Supplied passage:
Holly Rodriguez | 10/20/2022, 6 p.m.
When Linda Villarosa’s ground- breaking book, “Body & Soul” was published in 1994, it was the first and only self-help …
Ms. Villarosa

When Linda Villarosa’s ground-breaking book, “Body & Soul” was published in 1994, it was the first and only self-help book specifically written to address Black women’s health concerns.

Powered by the National Black Women’s Health Project, the book sought to “end the damaging conspiracy of silence about the realities of Black women’s lives and give voice to the physical, emotional and spiritual health experiences of Black women today,” reads the book’s description.

The nearly 600-page book was and remains direct and relevant in its content — body weight, reproductive system and menstruation, abortion, fibroids, menopause, emotional pain, sexuality and safe sex, violence, incest and child abuse, HIV and AIDS.

When writing “Body & Soul,” Ms. Villarosa was an award-winning health and science writer and executive editor at Essence magazine. She arrived at Essence after graduating from the University of Colorado and moving to New York with the singular goal of working for the monthly fashion, beauty, entertainment and culture publication founded in 1970 for Black women.

The job didn’t come overnight.

“I was working for another publication across the street from Essence, and I kept pitching ideas to them,” said Ms. Villarosa. In the late 1980s, she became a contributing writer for Essence, and was eventually hired as its senior editor of health.

Supplied information:

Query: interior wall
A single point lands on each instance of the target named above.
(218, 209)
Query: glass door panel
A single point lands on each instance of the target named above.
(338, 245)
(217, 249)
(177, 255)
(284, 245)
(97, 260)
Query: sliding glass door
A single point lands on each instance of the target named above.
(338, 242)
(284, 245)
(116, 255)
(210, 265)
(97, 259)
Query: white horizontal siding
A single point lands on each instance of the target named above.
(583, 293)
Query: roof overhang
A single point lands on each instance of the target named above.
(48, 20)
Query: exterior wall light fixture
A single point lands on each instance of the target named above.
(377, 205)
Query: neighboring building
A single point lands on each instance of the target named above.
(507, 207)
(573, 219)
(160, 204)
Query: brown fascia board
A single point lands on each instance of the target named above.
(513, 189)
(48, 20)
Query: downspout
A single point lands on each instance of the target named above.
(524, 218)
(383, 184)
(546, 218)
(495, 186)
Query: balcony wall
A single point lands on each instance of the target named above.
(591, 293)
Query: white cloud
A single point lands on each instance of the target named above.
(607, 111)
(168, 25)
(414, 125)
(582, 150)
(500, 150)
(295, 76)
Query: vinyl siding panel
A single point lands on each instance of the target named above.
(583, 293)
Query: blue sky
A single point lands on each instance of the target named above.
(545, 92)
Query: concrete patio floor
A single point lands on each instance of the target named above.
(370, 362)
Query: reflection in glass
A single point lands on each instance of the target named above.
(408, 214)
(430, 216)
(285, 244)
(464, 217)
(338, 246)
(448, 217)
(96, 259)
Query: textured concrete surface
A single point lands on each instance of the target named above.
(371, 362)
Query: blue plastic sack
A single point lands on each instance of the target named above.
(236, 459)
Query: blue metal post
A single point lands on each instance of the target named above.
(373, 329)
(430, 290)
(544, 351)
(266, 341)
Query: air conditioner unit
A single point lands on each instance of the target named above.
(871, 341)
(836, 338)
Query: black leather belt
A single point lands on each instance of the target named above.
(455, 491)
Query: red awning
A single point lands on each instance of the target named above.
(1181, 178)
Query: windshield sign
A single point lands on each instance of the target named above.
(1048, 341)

Task requirements:
Copy the article about Linda Villarosa from "The job didn’t" to "editor of health.", putting "freelance writer" in place of "contributing writer". The entries are not needed for this.

Task solution:
The job didn’t come overnight.

“I was working for another publication across the street from Essence, and I kept pitching ideas to them,” said Ms. Villarosa. In the late 1980s, she became a freelance writer for Essence, and was eventually hired as its senior editor of health.